> _Outline records_:

-=-=-

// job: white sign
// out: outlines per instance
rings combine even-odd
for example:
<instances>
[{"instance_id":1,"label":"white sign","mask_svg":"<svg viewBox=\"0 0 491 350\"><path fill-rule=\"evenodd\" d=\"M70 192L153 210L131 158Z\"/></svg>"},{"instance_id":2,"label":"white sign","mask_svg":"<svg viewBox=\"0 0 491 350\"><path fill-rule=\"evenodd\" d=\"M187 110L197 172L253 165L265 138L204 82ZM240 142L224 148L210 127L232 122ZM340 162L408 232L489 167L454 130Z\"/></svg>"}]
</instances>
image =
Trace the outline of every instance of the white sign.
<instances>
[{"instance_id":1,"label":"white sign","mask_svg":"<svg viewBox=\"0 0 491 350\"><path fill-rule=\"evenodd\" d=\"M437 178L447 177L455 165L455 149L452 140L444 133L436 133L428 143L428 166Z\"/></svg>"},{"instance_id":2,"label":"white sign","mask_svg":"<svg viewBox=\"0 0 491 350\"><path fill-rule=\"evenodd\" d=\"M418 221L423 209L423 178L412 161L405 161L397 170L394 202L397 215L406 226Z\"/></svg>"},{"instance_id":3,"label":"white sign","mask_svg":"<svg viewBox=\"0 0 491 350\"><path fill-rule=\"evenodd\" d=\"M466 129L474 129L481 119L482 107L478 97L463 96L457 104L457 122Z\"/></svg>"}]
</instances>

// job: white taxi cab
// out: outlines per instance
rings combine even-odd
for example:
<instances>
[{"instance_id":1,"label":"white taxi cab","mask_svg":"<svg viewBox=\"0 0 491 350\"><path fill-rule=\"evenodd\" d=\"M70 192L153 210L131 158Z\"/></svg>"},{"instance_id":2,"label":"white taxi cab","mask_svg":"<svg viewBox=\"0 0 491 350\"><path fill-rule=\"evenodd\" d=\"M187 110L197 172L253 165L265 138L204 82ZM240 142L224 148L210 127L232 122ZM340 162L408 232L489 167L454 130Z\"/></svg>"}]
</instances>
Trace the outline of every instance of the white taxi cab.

-=-=-

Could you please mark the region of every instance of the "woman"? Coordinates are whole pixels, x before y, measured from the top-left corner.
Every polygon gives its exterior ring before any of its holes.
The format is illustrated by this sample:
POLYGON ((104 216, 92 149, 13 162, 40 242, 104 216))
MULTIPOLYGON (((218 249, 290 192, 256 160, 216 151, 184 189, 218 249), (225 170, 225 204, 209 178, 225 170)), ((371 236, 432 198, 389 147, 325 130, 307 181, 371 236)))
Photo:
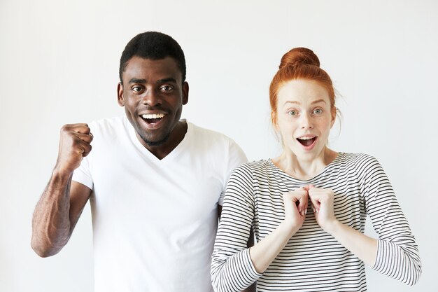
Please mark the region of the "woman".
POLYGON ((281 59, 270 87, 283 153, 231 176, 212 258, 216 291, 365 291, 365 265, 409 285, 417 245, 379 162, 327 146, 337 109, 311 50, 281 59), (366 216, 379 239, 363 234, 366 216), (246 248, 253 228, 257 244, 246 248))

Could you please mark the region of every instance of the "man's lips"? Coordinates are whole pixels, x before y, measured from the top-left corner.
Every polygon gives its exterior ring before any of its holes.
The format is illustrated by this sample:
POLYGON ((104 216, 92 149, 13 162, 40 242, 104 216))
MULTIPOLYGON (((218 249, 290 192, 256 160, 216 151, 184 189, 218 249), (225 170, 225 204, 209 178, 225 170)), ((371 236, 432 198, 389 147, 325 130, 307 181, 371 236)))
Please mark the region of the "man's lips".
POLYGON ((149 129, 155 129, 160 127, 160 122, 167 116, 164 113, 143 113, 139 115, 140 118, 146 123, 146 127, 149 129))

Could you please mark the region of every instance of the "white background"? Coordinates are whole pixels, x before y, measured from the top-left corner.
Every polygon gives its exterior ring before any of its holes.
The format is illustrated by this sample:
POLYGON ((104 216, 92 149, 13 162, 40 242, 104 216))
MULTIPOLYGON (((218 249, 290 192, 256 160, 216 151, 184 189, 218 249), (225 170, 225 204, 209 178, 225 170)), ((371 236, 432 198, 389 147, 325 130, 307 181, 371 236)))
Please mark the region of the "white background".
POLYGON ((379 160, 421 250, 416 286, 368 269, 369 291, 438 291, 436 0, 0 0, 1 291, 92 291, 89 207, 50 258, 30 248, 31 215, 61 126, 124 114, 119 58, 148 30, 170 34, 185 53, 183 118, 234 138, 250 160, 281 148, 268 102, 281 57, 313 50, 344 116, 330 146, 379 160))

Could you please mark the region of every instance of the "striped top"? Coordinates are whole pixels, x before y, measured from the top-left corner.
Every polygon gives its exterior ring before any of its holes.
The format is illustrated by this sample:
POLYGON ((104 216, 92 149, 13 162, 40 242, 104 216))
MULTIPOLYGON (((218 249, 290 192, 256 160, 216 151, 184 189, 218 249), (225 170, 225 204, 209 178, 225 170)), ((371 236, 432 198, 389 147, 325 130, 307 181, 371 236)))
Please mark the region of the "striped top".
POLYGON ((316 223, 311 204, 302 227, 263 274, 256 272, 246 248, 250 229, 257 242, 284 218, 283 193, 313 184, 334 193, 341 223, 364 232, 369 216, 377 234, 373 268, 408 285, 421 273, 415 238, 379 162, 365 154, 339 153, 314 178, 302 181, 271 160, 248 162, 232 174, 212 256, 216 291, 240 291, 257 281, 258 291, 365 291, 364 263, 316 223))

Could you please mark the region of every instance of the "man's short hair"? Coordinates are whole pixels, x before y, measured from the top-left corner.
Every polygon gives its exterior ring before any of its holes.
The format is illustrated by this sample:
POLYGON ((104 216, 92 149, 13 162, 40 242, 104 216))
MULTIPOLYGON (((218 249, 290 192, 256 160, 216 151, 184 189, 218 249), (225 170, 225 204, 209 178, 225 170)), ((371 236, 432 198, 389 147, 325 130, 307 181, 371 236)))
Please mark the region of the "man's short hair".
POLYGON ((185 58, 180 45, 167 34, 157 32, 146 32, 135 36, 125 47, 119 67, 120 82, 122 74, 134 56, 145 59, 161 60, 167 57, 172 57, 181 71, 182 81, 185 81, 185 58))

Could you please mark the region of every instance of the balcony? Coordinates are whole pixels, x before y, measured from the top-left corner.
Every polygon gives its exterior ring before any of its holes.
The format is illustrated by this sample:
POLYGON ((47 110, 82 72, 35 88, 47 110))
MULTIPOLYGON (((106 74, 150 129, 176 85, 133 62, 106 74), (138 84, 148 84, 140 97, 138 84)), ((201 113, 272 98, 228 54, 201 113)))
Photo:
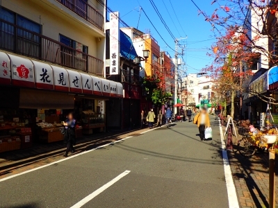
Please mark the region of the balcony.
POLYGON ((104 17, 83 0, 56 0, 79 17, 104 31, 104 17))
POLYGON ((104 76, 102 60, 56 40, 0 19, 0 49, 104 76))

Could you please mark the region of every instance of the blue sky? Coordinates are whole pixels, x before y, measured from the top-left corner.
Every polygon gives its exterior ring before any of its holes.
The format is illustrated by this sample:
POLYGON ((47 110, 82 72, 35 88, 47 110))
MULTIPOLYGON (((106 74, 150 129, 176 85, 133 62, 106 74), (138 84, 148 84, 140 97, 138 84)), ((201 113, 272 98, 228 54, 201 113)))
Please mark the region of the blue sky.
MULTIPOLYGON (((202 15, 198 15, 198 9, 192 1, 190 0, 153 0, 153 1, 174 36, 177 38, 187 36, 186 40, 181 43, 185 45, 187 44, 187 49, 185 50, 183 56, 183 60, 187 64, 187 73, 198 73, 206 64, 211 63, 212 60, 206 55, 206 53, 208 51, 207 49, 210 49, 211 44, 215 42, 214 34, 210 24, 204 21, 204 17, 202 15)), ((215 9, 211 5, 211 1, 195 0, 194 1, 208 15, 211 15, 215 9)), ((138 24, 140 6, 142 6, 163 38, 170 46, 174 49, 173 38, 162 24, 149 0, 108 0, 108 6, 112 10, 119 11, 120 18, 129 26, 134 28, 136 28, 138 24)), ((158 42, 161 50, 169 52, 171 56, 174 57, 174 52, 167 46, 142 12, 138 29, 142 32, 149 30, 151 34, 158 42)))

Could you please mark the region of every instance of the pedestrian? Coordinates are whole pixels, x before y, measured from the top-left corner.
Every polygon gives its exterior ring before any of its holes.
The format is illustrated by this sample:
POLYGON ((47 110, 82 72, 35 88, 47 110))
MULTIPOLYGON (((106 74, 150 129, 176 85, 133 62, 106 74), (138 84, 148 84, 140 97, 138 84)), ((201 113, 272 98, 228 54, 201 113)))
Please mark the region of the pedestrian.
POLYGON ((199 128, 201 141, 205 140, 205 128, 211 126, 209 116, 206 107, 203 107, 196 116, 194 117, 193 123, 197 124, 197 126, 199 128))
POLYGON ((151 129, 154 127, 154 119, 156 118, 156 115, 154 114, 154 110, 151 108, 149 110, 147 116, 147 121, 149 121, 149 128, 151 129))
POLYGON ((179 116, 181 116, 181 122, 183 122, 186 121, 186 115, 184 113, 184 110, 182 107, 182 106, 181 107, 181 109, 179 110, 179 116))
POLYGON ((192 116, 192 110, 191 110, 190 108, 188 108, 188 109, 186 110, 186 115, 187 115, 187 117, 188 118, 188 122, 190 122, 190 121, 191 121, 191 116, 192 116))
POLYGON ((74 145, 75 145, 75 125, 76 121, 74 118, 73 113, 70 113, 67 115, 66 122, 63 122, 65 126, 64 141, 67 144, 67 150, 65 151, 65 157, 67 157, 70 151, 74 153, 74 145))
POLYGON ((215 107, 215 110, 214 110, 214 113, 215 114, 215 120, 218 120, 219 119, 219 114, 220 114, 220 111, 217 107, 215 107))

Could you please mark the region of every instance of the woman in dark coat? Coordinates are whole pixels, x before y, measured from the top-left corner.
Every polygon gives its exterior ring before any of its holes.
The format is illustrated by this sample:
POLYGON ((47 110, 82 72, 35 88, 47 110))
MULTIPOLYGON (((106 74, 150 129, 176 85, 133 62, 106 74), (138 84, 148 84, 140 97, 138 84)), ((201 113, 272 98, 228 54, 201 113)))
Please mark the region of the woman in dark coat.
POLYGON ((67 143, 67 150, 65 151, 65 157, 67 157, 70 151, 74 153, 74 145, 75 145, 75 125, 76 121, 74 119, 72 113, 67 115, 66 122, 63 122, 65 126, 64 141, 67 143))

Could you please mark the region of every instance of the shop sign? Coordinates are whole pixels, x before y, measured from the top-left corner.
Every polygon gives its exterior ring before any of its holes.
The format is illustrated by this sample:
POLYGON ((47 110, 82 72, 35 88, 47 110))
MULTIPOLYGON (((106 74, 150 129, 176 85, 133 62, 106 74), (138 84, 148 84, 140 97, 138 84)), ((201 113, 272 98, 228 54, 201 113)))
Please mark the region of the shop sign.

-=-=-

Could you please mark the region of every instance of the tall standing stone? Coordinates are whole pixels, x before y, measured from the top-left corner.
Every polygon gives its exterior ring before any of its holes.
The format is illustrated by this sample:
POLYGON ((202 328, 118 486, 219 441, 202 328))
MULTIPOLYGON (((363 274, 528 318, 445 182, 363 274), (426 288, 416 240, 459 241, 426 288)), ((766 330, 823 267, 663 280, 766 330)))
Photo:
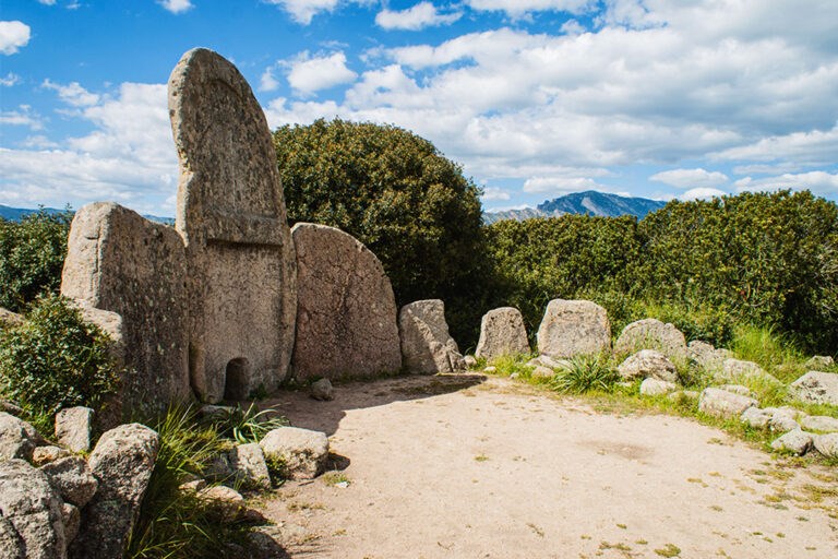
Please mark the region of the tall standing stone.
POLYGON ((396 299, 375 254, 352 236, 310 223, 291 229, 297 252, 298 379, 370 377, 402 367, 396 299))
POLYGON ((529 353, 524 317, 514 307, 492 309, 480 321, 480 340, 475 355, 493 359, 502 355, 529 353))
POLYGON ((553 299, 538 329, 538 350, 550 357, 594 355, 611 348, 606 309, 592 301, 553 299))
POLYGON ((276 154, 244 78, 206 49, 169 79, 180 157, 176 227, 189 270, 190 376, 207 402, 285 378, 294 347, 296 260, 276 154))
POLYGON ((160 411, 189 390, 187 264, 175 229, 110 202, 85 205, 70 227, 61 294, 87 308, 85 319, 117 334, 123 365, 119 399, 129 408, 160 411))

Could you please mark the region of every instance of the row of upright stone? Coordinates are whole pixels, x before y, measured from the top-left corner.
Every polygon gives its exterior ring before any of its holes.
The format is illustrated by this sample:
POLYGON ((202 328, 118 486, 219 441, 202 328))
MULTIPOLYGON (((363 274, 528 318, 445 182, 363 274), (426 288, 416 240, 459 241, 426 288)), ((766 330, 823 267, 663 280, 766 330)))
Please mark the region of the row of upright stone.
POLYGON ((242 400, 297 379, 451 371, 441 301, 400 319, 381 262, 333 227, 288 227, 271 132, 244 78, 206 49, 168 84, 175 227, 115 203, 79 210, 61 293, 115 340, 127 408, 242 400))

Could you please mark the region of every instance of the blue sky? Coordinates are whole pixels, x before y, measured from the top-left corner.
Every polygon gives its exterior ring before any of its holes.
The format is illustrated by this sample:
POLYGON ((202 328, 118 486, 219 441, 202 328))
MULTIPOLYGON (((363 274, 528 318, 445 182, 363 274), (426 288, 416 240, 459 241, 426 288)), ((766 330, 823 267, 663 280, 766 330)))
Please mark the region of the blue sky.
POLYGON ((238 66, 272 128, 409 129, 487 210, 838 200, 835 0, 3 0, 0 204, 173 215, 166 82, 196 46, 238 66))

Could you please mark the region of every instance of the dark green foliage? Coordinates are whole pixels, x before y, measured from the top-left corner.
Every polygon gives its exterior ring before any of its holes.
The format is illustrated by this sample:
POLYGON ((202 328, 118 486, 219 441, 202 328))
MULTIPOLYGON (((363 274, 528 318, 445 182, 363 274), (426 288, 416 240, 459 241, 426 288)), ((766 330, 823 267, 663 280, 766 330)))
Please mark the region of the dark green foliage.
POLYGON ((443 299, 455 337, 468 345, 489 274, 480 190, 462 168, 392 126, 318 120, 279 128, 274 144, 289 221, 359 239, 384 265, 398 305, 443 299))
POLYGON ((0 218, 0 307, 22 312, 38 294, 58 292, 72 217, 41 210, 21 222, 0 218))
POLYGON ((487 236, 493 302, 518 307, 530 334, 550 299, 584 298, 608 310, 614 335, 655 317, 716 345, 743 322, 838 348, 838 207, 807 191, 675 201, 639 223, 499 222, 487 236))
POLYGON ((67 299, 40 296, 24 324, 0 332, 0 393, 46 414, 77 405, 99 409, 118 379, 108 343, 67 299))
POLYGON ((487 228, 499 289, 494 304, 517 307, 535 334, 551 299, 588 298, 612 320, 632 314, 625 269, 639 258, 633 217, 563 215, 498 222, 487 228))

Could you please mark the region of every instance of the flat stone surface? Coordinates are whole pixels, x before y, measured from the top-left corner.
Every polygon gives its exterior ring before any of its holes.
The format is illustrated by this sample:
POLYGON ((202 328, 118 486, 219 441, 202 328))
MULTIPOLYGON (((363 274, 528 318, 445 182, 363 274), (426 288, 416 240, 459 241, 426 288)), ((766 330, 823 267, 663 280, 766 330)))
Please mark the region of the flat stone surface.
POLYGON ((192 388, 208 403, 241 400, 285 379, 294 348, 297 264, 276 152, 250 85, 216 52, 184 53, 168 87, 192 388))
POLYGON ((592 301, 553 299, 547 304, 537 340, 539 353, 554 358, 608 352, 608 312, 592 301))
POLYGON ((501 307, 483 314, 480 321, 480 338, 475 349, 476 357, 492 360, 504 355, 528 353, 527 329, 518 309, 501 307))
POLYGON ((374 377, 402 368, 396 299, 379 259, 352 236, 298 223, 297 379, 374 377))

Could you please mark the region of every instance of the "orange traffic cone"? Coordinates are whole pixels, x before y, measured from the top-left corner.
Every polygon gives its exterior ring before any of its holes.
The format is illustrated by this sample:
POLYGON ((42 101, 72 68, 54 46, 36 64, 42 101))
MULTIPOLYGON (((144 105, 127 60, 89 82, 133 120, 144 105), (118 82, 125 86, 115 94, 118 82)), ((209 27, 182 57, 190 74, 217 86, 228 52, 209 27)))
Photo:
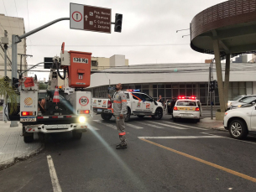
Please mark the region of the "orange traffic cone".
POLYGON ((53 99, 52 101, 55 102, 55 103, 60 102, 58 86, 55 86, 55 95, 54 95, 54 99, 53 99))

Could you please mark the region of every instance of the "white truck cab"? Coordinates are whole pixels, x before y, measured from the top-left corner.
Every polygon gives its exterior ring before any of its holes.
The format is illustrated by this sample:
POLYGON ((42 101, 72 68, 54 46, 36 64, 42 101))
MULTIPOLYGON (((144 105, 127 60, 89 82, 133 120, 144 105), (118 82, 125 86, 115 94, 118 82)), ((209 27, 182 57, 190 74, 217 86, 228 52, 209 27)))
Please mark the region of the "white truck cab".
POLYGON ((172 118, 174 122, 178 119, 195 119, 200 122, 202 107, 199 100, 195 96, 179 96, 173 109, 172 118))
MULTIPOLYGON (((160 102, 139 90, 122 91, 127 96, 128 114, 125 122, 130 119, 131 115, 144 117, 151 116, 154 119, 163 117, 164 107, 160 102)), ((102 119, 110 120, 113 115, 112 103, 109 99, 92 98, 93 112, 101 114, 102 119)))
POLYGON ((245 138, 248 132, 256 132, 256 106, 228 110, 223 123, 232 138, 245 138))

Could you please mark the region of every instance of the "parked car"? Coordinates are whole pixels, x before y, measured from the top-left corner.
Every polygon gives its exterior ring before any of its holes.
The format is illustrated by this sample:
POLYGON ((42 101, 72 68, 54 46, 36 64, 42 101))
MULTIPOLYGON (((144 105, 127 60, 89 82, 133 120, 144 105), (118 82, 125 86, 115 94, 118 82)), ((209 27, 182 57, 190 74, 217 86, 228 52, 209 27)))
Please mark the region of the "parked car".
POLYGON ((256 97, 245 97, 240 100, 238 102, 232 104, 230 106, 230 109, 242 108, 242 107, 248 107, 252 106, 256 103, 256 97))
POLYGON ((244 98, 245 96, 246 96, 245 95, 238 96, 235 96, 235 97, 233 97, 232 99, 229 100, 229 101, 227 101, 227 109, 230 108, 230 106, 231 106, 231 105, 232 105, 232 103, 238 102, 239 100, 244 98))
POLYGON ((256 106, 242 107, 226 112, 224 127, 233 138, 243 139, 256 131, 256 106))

-=-=-

> _SET TASK_:
Identify every line of the material above that contains the string "orange", and copy each such line in full.

> _ANSWER FOR THIS EXERCISE_:
Could you please mark the region of every instance of the "orange traffic cone"? Coordinates are whole pixels, x before y, measured from the top-left corner.
Please mark the region of the "orange traffic cone".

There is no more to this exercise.